Poursuivez le texte ci-dessous sur la notion de qualité en reprenant juste après sa dernière phrase.

● Extrait du document
================================
On peut se servir du mot de qualité en bien & en mal ; mais on ne prend qu’en bonne part celui de talent.

L’homme est un mêlange de bonnes & de mauvaises qualités, quelquefois bisarre, jusqu’à rassembler en lui les extrèmes ; il y a des gens à talent sujets à se faire valoir, & dont il faut souffrir pour en jouir : il vaut encore mieux essuyer le caprice du renchéri, que la fatigue de l’ennuyeux.

Les qualités du cœur sont les plus essentielles ; celles de l’esprit sont les plus brillantes. Les talens qui servent aux besoins sont les plus nécessaires, ceux qui servent aux plaisirs sont les mieux récompensés.

On se fait aimer ou haïr par ses qualités ; on se fait rechercher par ses talens.

Des qualités excellentes jointes à de rares talens, font le parfait mérite. Girard. (D. J.)

Qualité, (Métaphysiq.) ce mot exprime toute détermination intrinséque de l’être, qui peut être comprise par elle-même, & sans recourir à la voie de comparaison ; c’est ce qui distingue les qualités de la quantité. La quantité existe dans le sujet, mais elle ne sauroit être exprimée par la seule description ; pour rendre sa notion communicable, il faut chercher quelque quantité homogène déterminée, que vous prenez pour une unité & sur laquelle vous mesurez la premiere ; c’est un grand homme, dites-vous. Jusques-là la grandeur n’est qu’une qualité ; mais en voulez-vous déterminer la quantité, vous ne le ferez qu’en disant, il a tant de piés & de pouces. Au lieu que si vous parlez d’une étoffe rouge, d’une pierre chaude, &c. la simple dénomination de ces qualités en excite l’idée.

Toute détermination intrinséque de l’être, est qualité ou quantité, & par conséquent tout ce qui n’est pas quantité est qualité ; prenez une boule de bois. Qu’y a-t-il à observer dans ce sujet ? Des quantités ; savoir, la grandeur de la boule, & de son diametre, la multitude déterminable de ses parties, & la quantité de son poids. Des qualités ; savoir, sa figure, l’espece de sa matiere, sa pesanteur, sa couleur, &c. voilà tout ce que ce sujet, & quelqu’autre que ce soit peuvent fournir.

Les déterminations essentielles, les attributs, les possibilités & les modes mêmes, en tant qu’on en sépare l’idée de quantité, sont les qualités de l’être ; il y en a de primitives, qui n’en reconnoissent point d’autres où elles aient leur raison ; il y en a de dérivatives, dont la raison suffisante, tant d’actualité, que de possibilité se trouve dans d’autres antérieures.

Les qualités dérivatives sont, ou nécessaires, ou contingentes. Les premieres ont la raison suffisante de leur actualité dans les primitives : les autres n’y ont qu’une raison prochaine, ou même éloignée de leur possibilité. Ainsi les qualités dérivatives nécessaires sont la même chose que les attributs ; & les qualités dérivatives contingentes coïncident avec les modes.

Les qualités servent à distinguer les choses ; celles qui sont constantes, comme les qualités primitives, & les dérivatives nécessaires distinguent les objets en tout tems ; mais les contingentes ne peuvent servir à cet usage que dans un tems donné. Les choses semblables ont les mêmes qualités, & celles qui ont les mêmes qualités sont semblables.
================================
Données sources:
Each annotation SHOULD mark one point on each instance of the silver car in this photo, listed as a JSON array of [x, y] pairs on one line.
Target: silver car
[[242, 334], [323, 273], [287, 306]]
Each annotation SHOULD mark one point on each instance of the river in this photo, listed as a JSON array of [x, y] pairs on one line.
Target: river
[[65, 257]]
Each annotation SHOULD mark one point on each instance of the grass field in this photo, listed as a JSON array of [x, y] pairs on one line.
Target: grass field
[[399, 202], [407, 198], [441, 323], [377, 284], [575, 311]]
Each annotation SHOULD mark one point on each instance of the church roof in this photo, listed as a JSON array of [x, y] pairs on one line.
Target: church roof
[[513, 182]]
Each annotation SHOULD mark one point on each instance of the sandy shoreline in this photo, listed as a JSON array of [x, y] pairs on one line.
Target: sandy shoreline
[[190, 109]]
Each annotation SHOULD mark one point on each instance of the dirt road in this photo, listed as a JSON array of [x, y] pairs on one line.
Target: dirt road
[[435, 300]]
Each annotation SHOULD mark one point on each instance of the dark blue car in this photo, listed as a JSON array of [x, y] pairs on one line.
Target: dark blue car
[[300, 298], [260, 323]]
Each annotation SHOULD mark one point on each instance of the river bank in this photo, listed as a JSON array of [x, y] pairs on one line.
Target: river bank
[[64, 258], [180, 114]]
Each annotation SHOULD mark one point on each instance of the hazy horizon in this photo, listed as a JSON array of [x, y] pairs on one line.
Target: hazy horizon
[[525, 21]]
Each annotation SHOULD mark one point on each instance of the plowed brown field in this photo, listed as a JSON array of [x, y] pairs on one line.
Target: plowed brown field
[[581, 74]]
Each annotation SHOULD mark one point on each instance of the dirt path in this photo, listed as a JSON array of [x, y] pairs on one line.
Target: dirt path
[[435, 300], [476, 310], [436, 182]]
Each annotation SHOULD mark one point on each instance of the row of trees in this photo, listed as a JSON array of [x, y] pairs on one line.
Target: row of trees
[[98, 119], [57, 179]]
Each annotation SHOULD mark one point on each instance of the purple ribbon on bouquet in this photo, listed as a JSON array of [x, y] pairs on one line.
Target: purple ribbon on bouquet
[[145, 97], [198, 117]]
================================
● Réponse rédigée
La doctrine des qualités a fort occupé les scholastiques qui l’ont embarrassée de leurs subtilités, & qui aux qualités réelles avoient joint une foule de qualités occultes, qu’ils employoient pour l’explication des phénomenes, & que la saine philosophie n’a peut-être pas encore entierement extirpées.

Aristote s’en est tenu à la notion confuse du vulgaire sur ce sujet, en définissant la qualité, ce que nous répondons à la question, qu’elle est une telle chose ? Quelques scholastiques ont fait leurs efforts pour rendre cette notion plus distincte, en indiquant les marques qui dénotent les qualités dans les sujets ; mais leur esclavage n’a pas permis qu’ils fissent de grands progrès dans cette analyse. Cependant cette notion confuse adoptée par l’école, n’est point en contradiction avec la notion distincte que notre définition en donne ; & toutes les qualités que nous comprenons sous cette définition, peuvent servir de réponse à la question, quel est ce sujet ? Tout ce qu’il y a, c’est que la voie vulgaire ne sert qu’à distinguer confusément les objets dans la pratique ; au lieu que la route philosophique en enseigne les distinctions à priori.

Qualité, en Physique est proprement une force ou action qui part d’un ou de plusieurs points, & delà se répand dans un certain espace.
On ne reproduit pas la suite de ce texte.